### Excerpt provided
- - -
Investors selling to who?

Hello everyone,

Been a lurker on this site for a while now, but I’ve officially made an account and I’m excited to join the community! I’ve been collecting (solely, not investing or flipping or reselling, etc.) for a number of years now, but looking through this forum I’ve seen some real wisdom in collecting, which has been a great comfort. Here’s my question:

For all the people out there “investing” in Pokemon cards, who do they expect to buy them down the road?

I’m not sure of any collector who’s going to pay $2k on a Destined Rivals BB years down the road when they have no memory of opening it when it came out because there was no product on the shelves to draw them to it? Even still, let’s say that you split a BB with 4 friends to open at $2k, that’s $500 for 9 packs of Destined Rivals. I can’t imagine a situation where husbands can convince their wives of spending that much on opening up only 9 packs. And the pull rates are even worse for Prismatic Evolutions and the price would be more, so I just can’t imagine a situation where regular collectors are spending that much.
- - -
### Data to use
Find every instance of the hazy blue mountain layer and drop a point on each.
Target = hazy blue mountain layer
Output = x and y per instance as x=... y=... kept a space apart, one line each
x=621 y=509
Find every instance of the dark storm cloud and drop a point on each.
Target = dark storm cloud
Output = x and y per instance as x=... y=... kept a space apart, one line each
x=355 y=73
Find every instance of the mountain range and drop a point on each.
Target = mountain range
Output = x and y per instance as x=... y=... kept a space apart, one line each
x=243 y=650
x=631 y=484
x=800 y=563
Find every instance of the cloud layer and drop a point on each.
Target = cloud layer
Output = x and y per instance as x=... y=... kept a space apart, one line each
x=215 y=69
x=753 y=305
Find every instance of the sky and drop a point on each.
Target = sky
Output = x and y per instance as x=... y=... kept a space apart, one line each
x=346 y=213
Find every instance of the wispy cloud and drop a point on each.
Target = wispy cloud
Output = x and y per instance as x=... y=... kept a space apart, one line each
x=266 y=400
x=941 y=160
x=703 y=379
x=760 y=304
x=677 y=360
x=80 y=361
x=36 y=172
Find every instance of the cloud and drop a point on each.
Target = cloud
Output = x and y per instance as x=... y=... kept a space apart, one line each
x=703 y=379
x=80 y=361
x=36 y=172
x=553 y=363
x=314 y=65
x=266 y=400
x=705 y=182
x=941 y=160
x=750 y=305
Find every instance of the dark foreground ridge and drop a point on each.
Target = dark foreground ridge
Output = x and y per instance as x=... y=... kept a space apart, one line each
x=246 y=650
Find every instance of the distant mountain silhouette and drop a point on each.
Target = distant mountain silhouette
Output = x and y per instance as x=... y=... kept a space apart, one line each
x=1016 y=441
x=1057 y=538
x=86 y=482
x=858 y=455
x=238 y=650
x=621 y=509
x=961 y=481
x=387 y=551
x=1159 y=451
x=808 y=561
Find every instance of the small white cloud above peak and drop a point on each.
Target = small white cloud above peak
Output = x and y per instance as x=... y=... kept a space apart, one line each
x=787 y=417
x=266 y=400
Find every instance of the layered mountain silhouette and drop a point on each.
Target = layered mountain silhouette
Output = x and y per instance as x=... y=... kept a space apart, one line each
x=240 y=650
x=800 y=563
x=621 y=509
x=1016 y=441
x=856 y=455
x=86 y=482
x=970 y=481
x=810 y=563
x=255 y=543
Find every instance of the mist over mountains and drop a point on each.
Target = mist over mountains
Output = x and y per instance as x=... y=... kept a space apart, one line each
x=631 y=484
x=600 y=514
- - -
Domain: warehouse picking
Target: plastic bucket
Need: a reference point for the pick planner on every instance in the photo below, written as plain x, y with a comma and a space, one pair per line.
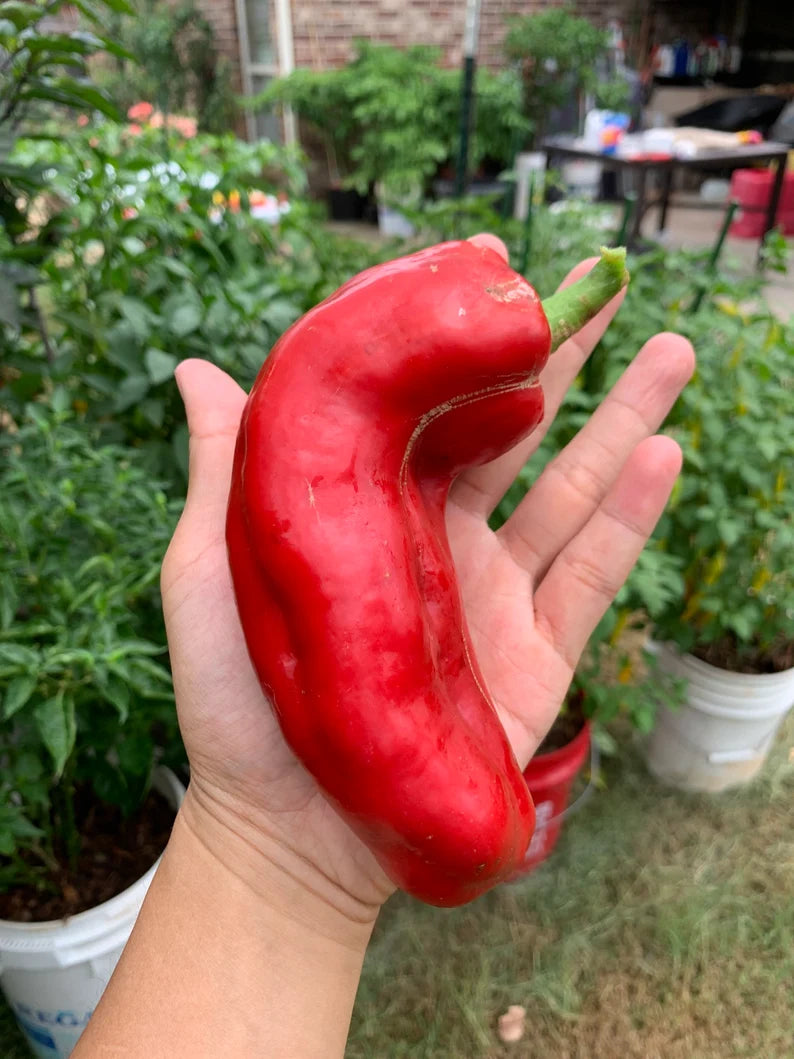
- - -
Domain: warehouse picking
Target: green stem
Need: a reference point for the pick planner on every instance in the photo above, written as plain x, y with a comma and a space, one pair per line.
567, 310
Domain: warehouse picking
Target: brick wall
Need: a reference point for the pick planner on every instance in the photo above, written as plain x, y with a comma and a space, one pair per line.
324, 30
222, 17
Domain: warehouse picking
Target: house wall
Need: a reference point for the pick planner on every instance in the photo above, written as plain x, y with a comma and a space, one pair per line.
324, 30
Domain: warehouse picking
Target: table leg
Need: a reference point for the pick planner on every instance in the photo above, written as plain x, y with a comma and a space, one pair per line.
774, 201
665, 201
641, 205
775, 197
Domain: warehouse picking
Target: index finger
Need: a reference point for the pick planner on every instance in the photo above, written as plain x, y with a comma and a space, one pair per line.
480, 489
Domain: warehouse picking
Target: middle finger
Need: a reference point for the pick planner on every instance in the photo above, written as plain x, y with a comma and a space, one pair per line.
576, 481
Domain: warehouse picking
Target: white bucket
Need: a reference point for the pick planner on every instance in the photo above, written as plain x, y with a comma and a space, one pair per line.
- - -
### Set of tasks
1. Please pull out every line of the records that contains the string "hazy", matching case exactly, and copy each one unchanged.
2. Write a continuation of the forum post about who will buy from Pokemon card investors, starting right after its final sentence.

### Results in order
1.
Find every instance of the hazy blue mountain layer and drop a point on each.
Target = hazy blue mountain layer

2.
Compare it to Team Up BBs in 2022. $600. Split between 4 people, that’s $150 for 9 packs. That seems way more reasonable to me because people have spent that much going out for a nice dinner with the family or maybe even another Pokemon card. Now, that same BB is $7,500. Who’s spending that much to maybe get a card worth a tenth of that as a PSA 10? And even if it’s split between 4 people it’s $1,875 EACH for 9 packs. That literally sounds insane to me.

Then with kids, let’s say you wait 20 years. You think a 30yo is going to pay $1,200 on a prismatic ETB when they literally never opened it as a kid because it was never on the shelves? They have no connection to it.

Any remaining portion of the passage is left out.